* _PASSAGE SHOWN_:
════════════════

I don't mind this one way or the other, but why can't you just be honest about it?

I haven't researched the anti argument, so I offer no comment on their science, rubbish or otherwise.


"as a self-professed legal expert on hunting law"

I must correct you on this in case other people reading believe I have skills and knowledge that I do not. I am no such thing and I have never claimed to be so.

Lamping deer with a section 42 licence and the permission of the landowner is legal.
 
FMF:

There's no point asking these people that question. Most probably are genuinely horrified by such cruelty as was in your story. The problem is that they can't relate it to fox hunting because most of them ride in the field; they never see the fox getting killed, they're too busy chatting with their mates and socialising!
 
That is how your wording came over to me. Perhaps you ought to try being a little bit more subtle with your language.

Your logic is a complete jumble of ideas that just seem to spill off your keyboard. I enjoy hunting because I acknowledge the role it plays in the countryside. The fact that during the winter is my off duty part of the year I do not have a formal role to play on the hunting field does not diminish the fact that it was and within the confines of the Hunting Act is still a vital management tool. I freely admit that I am not a good enough rider to whip in to a mounted pack during the winter. I happen to whip in to a pack that hunts during the summer months, but no doubt that will confirm your opinion of me as a bloodthirsty killer. Your logic that I cannot enjoy hunting without enjoying the kill which would have been an integral part of hunting pre-ban is flawed in the extreme. For example I don't much like watching crunching tackles and the serious injuries that are an integral part of modern rugby, but that doesn't mean that I cannot enjoy and get pleasure from watching the other parts of the game. To suggest otherwise is completely illogical.

Perhaps if you are so anti-hunting, you might just want to look at some of the 'evidence' they put forward to support their argument. If they can't get the basic science right can we really trust them when they bleat on about KNOWING that hunts are breaking the law.

I do believe that on an older thread that you told me that and I paraphrase 'of course you had knowledge of the hunting act because you were a JP'. Yet I suspect your most recent claim is nearer the mark. I am no expert on deer law, but the Section 42 notice appears to apply only in Ireland. The Deer Act 1991 clearly states that Subject to sections 6 and 8 below, if any person takes or intentionally kills any deer between the expiry of the first hour after sunset and the beginning of the last hour before sunrise, he shall be guilty of an offence.

════════════════

* _DATASET ENTRIES_:
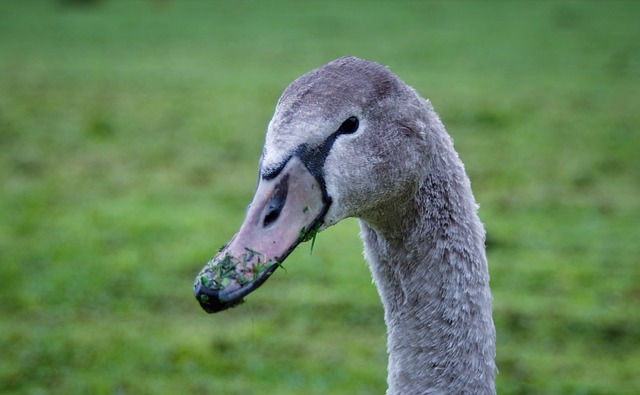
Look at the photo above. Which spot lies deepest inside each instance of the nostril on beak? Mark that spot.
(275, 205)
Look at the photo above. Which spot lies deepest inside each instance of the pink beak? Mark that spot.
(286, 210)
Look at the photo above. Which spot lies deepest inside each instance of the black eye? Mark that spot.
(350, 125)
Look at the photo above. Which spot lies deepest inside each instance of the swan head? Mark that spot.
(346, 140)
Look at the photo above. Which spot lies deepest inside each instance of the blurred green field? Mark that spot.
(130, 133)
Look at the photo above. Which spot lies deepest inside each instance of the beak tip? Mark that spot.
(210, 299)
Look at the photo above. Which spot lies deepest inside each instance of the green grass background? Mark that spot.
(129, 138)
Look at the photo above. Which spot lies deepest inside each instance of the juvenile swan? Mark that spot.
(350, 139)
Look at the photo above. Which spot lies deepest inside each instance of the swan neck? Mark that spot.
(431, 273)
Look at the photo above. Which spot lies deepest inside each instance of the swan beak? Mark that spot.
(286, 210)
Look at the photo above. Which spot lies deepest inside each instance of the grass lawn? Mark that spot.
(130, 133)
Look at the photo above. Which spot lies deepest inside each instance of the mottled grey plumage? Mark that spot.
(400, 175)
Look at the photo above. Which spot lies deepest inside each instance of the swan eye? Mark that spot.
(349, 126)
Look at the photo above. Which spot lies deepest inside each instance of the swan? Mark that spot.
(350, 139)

════════════════

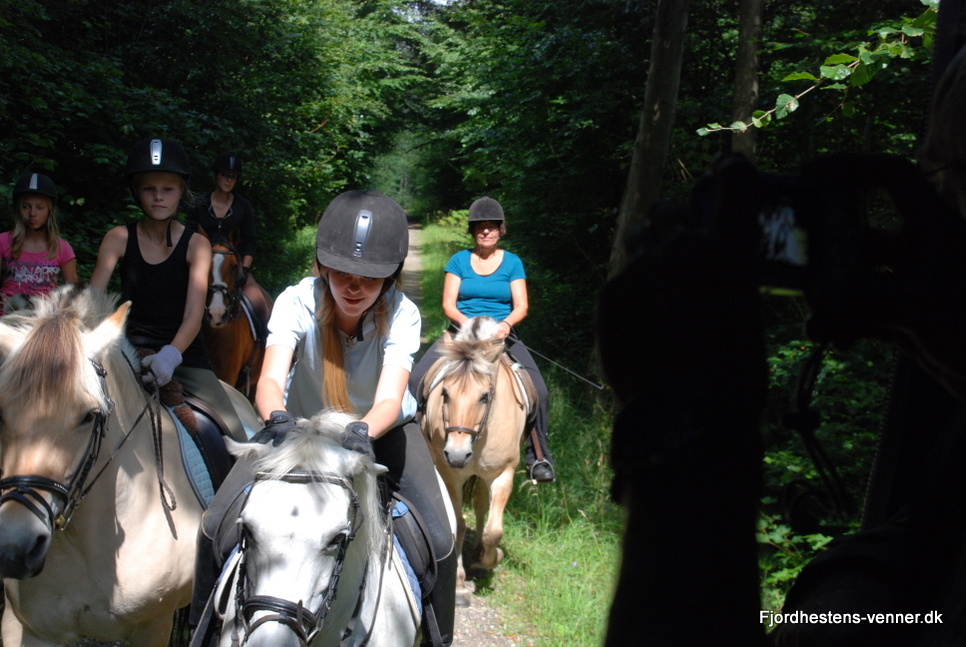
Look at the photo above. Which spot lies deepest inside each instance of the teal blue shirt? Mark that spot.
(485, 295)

════════════════

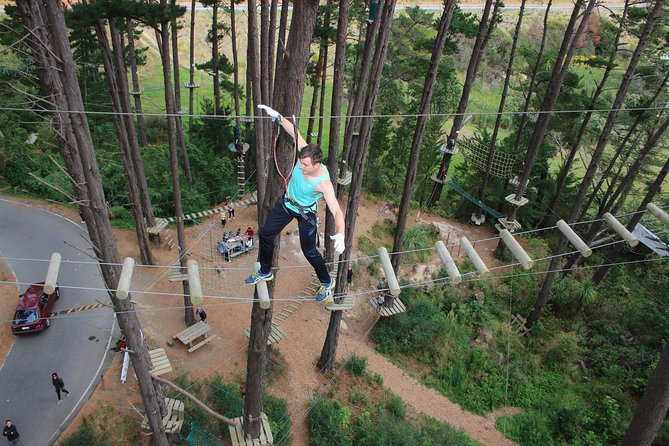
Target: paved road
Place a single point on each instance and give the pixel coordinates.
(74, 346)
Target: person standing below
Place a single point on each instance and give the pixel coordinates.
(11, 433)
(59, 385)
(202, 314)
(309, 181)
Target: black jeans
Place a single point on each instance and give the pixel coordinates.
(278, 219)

════════════════

* _WRITTEN INSTRUCTION_:
Answer these about the hunting discussion above:
(a) What sport does the writer use as a comparison when arguing that one can enjoy hunting without enjoying the kill?
(b) Where does the Section 42 notice appear to apply?
(c) According to the hunting discussion, why do most of those who ride in the field never see the fox getting killed?

* _ANSWER TO THE PROBLEM_:
(a) Rugby.
(b) Only in Ireland.
(c) They're too busy chatting with their mates and socialising.